A veces es el pecado del orgullo: “no reconozco este cuerpo como mío”. El orgullo de creerse Dios y no aceptar los dones de Dios. Si a un hombre noble se le revuelven las entrañas al ver cómo un regalo es objeto de desprecio ¿qué no habrá de pensar el creyente al tener noticia de hombres “que no se reconocen” en cuerpos de macho humano, y en féminas “que no se reconocen” en cuerpos de féminas? El creyente debe pensar, dejando a un lado las cuestiones psicopatológicas, en la grave ofensa a Dios que tales “no reconocimientos” suponen. Estas personas, indoctrinadas en el dualismo, ven el cuerpo como un traje: si el talle o el color disgusta al comprador, éste puede solicitar de la tienda un cambio o una devolución del importe. Pero la naturaleza no admite cambios de la sustancia de la persona. No somos espíritus puros a quienes se les asignen trajes de macho o de hembra. Somos cuerpos que expresan viril o femenilmente nuestra alma, alma única, personal e intransferible que existe de inmediato en la corporeidad, una corporeidad que no es otra cosa que el rostro de ese acto primero de existir.

**Registros guardados:**

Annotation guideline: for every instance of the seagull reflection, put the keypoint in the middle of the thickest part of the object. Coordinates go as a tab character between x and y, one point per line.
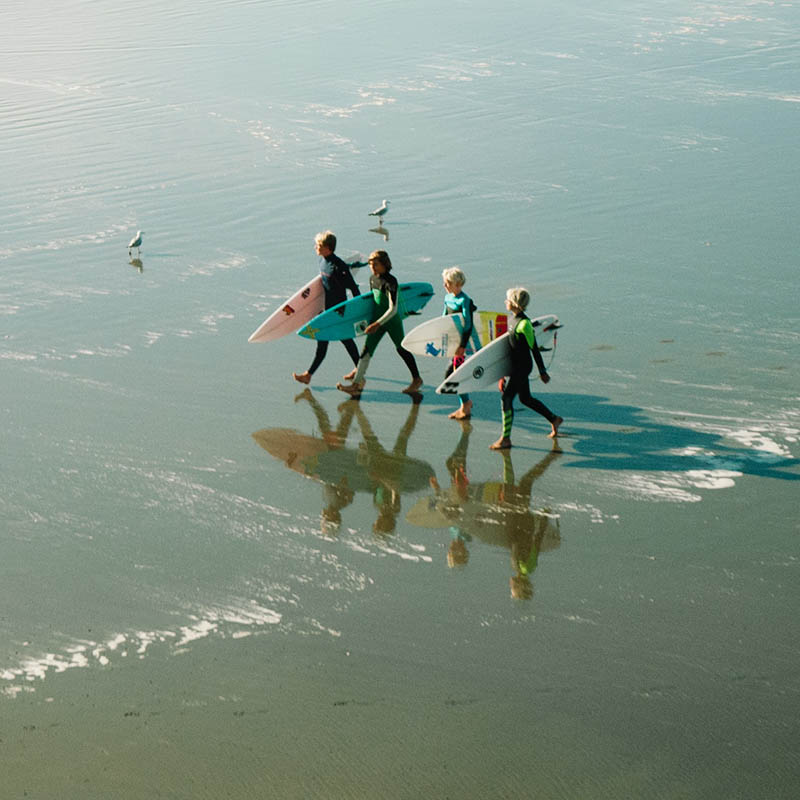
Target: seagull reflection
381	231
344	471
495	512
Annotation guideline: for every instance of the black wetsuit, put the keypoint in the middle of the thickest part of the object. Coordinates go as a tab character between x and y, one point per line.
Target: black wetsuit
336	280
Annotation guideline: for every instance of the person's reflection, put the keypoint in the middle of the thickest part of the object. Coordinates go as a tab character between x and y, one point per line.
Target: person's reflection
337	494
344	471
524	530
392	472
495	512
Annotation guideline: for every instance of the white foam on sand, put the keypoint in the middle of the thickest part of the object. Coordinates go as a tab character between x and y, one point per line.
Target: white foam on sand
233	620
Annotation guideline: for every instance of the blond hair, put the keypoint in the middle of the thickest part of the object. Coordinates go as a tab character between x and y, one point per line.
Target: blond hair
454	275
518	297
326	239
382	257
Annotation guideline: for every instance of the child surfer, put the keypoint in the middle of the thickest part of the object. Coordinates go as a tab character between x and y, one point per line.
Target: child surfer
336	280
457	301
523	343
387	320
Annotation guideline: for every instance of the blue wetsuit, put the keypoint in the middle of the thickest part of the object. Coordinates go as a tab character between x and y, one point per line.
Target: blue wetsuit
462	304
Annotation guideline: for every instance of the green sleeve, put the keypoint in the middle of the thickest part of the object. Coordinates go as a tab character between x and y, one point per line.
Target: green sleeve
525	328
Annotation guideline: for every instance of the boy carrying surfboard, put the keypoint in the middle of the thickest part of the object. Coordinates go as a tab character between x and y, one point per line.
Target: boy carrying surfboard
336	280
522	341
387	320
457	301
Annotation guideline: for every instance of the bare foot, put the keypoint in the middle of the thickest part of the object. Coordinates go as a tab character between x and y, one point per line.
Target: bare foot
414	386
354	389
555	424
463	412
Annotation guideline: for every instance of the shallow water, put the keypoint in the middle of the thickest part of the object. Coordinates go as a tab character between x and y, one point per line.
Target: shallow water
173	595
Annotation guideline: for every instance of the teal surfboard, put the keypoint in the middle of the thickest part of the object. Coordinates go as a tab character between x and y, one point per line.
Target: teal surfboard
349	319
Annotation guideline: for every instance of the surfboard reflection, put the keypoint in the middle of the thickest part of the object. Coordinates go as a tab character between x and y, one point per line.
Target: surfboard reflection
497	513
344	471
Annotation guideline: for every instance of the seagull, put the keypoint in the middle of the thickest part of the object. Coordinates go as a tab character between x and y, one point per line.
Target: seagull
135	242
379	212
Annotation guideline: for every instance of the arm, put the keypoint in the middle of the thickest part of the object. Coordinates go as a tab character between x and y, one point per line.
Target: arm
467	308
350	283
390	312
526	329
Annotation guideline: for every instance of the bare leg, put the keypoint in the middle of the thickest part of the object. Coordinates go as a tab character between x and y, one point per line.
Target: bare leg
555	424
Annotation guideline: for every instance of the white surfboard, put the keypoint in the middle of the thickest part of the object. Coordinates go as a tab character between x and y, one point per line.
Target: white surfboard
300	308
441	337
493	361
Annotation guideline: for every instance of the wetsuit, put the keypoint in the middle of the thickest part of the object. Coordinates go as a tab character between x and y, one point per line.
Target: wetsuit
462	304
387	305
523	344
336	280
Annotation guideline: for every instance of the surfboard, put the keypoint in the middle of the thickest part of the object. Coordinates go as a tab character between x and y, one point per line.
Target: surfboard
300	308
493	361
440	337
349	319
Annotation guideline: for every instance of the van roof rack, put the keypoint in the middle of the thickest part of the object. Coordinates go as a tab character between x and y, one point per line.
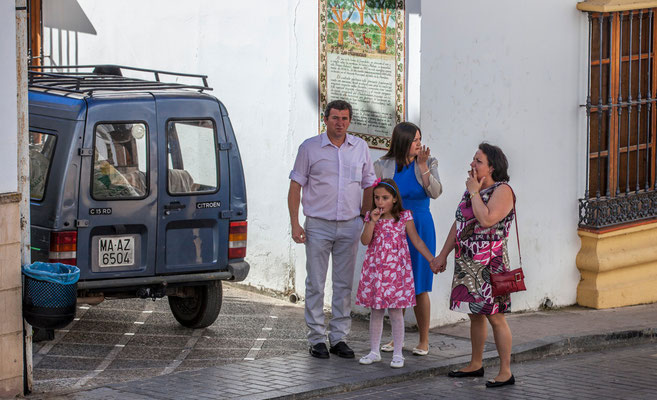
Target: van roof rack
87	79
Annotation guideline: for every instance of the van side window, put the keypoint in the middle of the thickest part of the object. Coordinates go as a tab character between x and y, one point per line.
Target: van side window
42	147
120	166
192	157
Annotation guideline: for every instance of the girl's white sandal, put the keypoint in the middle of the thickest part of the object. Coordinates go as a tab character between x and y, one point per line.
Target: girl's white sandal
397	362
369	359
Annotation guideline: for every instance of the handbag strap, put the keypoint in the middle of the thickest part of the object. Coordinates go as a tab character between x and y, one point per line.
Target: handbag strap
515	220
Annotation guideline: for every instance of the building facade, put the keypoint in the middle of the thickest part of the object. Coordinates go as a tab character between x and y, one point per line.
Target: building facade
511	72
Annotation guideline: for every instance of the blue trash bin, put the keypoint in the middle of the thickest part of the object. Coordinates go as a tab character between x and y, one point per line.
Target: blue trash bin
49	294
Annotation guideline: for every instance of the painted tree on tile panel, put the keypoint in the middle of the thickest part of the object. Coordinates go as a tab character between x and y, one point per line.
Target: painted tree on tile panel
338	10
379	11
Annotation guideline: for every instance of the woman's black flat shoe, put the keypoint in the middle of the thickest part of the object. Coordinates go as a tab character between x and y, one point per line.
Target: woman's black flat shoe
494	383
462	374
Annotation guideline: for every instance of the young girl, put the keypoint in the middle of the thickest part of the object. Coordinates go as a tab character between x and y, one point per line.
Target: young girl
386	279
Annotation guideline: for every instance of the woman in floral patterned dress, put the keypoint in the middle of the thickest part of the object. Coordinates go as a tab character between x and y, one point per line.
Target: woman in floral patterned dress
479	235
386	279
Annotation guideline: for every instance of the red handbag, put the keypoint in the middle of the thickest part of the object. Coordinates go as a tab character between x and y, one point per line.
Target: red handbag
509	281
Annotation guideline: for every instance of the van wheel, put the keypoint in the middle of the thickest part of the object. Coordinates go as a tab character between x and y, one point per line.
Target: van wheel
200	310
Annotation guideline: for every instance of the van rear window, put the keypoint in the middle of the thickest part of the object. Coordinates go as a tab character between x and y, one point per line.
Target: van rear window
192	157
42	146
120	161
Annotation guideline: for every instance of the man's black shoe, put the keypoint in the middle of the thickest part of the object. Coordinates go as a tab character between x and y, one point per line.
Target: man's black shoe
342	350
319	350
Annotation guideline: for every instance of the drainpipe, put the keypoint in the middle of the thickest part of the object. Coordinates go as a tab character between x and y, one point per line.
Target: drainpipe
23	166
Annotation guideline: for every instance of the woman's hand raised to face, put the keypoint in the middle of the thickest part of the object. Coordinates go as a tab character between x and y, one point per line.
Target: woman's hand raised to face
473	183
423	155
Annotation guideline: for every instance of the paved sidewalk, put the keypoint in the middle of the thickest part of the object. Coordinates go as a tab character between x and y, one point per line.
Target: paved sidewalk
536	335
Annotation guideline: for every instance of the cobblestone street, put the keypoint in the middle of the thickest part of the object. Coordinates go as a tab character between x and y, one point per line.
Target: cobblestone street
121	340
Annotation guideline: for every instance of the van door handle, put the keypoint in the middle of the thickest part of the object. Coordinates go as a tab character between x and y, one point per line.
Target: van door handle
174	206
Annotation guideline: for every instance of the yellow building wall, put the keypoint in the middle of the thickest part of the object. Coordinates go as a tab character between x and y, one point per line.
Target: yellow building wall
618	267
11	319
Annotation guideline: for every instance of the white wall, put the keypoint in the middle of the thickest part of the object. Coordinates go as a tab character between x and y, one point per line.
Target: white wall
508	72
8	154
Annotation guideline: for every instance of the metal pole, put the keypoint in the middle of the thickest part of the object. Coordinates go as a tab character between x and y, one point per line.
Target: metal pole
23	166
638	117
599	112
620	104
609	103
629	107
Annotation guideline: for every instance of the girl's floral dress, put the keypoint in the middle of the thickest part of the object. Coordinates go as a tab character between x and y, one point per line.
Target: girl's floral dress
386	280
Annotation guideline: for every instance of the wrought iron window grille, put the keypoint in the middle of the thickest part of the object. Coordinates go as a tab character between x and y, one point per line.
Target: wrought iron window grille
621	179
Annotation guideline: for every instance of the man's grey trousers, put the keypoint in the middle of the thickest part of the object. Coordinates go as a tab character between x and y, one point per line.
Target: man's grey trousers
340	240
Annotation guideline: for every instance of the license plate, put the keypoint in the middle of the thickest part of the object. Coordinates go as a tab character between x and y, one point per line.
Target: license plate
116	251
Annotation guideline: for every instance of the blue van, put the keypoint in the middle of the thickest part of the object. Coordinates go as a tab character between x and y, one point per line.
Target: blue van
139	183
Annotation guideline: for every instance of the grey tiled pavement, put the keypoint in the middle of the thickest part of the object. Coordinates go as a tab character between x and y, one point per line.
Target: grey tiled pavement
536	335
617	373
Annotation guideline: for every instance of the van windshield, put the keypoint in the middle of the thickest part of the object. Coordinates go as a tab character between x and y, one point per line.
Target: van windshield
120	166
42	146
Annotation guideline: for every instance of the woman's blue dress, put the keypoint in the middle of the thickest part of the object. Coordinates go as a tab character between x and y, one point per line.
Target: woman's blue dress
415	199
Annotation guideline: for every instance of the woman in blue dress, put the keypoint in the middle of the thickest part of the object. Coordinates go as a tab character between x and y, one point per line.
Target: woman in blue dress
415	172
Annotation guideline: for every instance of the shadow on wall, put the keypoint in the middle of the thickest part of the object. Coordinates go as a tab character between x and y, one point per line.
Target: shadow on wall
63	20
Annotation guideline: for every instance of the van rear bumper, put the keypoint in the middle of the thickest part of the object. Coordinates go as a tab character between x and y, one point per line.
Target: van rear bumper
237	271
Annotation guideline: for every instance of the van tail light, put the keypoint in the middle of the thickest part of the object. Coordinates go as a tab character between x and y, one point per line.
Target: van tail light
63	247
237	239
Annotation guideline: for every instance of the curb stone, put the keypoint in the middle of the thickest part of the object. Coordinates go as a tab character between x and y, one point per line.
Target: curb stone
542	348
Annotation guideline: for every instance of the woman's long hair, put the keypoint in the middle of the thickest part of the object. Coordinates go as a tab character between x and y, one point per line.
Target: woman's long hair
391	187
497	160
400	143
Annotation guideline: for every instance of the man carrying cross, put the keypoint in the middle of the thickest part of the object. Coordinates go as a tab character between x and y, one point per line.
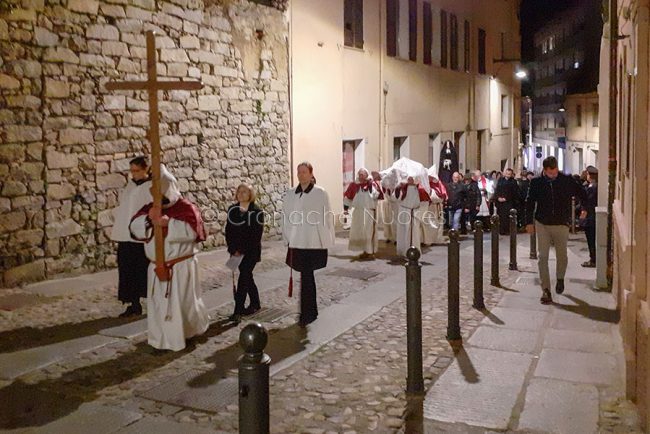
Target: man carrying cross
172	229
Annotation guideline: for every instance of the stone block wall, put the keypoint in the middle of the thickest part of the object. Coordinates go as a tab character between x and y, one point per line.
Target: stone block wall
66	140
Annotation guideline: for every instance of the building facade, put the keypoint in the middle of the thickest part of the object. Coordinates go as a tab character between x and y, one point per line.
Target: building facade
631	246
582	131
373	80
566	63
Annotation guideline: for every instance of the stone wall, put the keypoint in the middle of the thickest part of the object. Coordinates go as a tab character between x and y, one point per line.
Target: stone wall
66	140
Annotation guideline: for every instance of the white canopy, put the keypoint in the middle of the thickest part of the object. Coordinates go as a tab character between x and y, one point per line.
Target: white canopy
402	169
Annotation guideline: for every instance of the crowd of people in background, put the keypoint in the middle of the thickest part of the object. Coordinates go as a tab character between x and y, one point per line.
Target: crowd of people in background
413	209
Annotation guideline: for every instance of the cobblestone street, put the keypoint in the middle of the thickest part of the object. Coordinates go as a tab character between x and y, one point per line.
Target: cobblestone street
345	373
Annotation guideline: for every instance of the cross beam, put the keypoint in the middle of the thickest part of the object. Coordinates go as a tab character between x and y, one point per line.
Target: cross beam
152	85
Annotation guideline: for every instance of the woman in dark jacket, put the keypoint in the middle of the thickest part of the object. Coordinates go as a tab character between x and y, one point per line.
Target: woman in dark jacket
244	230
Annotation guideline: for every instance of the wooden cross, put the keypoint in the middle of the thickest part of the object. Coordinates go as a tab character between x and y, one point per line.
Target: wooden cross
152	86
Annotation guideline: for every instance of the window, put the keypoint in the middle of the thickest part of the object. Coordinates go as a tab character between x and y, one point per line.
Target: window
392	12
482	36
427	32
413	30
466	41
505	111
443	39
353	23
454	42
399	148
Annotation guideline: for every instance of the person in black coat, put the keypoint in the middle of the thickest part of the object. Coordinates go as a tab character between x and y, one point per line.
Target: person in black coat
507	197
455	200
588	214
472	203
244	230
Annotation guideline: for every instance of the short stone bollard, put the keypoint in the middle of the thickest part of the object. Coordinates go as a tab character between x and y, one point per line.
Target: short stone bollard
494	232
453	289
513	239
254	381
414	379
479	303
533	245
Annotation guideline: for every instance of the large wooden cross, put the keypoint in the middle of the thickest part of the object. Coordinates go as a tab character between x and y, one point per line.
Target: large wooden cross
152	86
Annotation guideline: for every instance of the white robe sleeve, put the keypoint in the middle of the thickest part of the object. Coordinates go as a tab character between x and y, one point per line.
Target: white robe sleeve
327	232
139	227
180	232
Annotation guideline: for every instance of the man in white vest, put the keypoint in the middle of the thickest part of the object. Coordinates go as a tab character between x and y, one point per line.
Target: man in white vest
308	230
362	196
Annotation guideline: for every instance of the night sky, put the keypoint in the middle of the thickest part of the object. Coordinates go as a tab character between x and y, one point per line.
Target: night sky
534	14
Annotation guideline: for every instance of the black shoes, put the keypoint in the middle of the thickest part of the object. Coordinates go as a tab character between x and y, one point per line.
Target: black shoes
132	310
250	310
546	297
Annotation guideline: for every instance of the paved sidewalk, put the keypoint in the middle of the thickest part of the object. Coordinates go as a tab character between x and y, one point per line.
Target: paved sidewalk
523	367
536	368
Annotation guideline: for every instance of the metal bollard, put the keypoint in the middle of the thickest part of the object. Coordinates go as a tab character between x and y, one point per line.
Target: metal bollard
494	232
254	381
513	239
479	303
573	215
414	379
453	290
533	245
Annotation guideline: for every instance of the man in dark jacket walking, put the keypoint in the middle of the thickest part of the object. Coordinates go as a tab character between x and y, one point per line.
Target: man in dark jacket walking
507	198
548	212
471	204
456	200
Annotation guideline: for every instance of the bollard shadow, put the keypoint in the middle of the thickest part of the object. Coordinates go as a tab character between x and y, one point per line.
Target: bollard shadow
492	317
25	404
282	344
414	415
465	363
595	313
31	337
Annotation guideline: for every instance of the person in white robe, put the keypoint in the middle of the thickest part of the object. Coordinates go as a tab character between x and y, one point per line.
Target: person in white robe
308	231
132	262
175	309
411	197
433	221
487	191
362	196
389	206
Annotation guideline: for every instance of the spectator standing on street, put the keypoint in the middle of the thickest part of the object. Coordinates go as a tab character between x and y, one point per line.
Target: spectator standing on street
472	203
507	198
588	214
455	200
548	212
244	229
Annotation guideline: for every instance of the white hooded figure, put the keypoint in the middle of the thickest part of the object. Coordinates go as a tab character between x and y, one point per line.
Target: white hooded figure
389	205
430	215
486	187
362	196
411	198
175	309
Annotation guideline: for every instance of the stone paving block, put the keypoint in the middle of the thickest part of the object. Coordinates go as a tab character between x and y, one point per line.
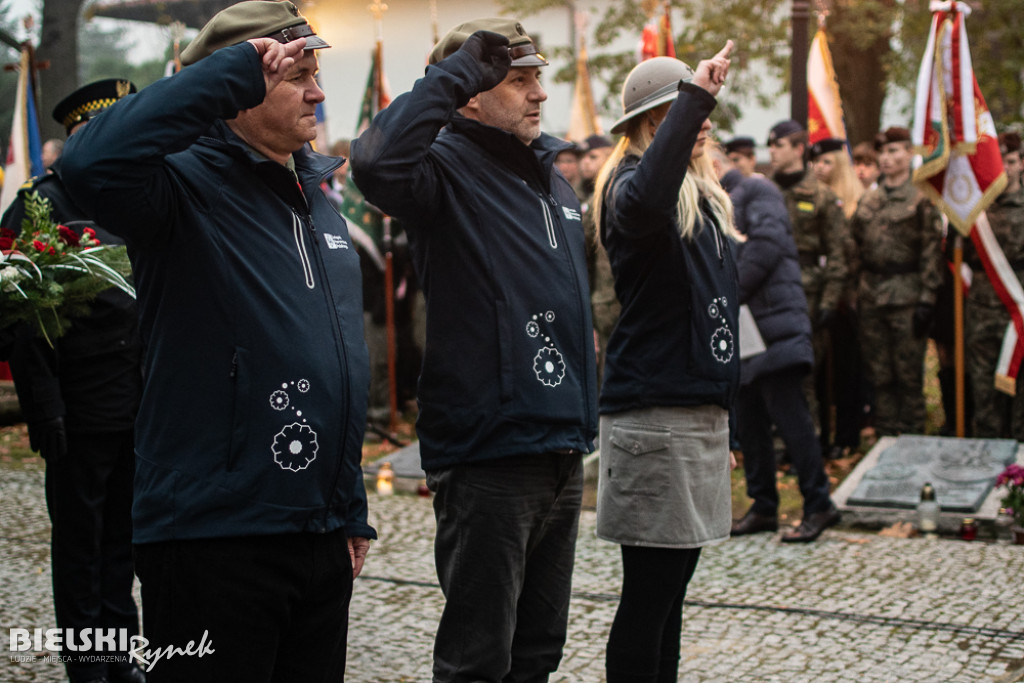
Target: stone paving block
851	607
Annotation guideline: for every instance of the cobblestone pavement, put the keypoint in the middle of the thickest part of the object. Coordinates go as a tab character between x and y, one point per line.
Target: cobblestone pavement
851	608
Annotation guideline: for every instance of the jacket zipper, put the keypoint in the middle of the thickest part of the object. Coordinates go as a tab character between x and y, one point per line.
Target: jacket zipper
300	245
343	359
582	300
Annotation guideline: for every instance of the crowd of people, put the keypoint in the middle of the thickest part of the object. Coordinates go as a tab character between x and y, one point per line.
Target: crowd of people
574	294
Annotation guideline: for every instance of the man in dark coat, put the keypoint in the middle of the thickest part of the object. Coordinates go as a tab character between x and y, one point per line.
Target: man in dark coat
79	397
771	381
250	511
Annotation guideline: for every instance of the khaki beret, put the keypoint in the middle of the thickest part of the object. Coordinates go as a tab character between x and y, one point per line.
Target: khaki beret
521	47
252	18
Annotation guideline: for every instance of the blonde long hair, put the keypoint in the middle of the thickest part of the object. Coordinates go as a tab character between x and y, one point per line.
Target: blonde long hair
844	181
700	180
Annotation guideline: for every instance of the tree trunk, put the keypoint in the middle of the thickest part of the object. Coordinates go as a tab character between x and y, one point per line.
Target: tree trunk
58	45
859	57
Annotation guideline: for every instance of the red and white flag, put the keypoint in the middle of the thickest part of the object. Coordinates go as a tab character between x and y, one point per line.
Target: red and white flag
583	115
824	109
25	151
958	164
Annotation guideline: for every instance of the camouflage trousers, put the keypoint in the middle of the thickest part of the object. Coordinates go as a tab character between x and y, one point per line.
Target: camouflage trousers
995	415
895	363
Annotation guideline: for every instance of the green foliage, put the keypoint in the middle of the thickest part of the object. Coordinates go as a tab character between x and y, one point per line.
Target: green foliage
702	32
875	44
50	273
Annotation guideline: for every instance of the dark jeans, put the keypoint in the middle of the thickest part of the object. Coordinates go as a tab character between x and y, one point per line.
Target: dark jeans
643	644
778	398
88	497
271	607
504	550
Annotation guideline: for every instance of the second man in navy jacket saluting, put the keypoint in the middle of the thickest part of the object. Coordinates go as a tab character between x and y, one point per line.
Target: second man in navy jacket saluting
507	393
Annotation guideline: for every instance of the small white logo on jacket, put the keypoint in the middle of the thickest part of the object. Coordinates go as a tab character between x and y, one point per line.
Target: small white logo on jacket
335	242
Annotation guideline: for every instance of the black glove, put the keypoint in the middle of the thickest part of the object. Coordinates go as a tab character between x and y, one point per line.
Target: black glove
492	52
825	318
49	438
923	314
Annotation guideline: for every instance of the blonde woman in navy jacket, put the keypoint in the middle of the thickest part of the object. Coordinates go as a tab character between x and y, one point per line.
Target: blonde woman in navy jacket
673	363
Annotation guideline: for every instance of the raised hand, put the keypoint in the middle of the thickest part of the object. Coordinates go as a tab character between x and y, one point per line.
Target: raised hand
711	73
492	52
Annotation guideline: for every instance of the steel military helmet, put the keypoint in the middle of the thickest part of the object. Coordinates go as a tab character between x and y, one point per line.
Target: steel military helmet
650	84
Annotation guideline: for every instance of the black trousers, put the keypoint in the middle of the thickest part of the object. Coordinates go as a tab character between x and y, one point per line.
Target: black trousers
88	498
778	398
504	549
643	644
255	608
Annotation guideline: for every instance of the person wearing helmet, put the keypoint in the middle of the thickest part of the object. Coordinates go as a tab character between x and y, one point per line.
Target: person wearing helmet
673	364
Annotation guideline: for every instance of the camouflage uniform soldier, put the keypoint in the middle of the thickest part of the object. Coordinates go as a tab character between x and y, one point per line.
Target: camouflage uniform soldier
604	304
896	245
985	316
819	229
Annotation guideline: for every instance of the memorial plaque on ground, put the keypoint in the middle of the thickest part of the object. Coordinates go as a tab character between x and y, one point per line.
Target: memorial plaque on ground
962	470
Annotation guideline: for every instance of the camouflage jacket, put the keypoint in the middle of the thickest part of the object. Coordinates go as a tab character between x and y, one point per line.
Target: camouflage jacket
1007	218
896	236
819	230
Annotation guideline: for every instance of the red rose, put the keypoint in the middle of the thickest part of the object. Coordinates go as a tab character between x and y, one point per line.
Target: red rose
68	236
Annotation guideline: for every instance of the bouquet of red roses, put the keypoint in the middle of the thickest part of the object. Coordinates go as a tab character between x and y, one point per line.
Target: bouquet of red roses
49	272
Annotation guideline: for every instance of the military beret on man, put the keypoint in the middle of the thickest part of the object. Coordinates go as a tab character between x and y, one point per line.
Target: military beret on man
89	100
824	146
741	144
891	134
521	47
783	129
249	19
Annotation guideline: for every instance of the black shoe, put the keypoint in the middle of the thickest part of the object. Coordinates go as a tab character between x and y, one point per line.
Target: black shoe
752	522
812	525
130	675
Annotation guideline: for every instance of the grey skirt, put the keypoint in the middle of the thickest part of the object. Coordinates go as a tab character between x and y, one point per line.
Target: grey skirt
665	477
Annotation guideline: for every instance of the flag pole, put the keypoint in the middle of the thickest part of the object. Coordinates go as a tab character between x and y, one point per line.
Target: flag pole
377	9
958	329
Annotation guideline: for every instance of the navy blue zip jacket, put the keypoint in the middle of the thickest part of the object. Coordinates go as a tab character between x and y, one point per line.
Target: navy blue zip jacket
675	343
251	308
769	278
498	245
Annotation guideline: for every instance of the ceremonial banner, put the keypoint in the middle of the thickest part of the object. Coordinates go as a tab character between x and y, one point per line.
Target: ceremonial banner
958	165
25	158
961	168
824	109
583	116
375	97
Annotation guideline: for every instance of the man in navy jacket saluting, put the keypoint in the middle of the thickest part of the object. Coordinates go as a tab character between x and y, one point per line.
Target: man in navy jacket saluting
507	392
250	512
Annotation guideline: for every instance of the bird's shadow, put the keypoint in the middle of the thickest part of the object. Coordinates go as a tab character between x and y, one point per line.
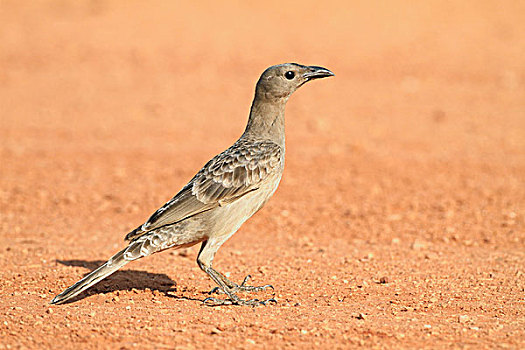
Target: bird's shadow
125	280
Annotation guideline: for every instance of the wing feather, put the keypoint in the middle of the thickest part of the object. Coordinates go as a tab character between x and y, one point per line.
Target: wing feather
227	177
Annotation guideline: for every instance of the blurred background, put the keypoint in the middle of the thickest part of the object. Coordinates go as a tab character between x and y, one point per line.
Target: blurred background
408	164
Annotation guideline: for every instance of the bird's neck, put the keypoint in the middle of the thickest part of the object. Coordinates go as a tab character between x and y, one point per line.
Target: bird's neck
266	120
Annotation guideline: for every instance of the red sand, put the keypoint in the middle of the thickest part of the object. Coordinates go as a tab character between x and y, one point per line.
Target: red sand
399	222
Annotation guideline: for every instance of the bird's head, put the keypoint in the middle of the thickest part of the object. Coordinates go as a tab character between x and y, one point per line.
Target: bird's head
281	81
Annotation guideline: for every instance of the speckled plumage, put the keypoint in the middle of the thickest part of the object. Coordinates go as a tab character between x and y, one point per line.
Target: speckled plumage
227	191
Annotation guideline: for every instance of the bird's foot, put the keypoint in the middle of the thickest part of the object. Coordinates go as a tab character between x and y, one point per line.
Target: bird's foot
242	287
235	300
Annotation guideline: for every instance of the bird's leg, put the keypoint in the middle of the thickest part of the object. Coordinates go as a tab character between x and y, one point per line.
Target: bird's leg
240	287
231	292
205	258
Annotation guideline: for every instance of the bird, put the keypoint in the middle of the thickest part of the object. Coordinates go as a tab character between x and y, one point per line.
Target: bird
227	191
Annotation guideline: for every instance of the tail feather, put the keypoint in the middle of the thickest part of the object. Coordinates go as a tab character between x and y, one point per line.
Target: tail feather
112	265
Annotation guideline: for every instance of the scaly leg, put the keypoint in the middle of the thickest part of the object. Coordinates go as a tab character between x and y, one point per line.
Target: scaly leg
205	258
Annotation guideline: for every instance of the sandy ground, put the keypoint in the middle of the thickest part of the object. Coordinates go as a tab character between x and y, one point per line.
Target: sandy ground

**Ejercicio propuesto:**
Responde, por favor, estas preguntas sobre el texto dado:
1. ¿Qué pecado menciona el texto como causa, a veces, de no reconocer el cuerpo como propio?
2. ¿Con qué prenda compara el texto la manera en que esas personas ven el cuerpo?
3. ¿Qué dice el texto que la naturaleza no admite?
El material no interviene en esto.

**Respuesta:**
1. El pecado del orgullo.
2. Con un traje.
3. Cambios de la sustancia de la persona.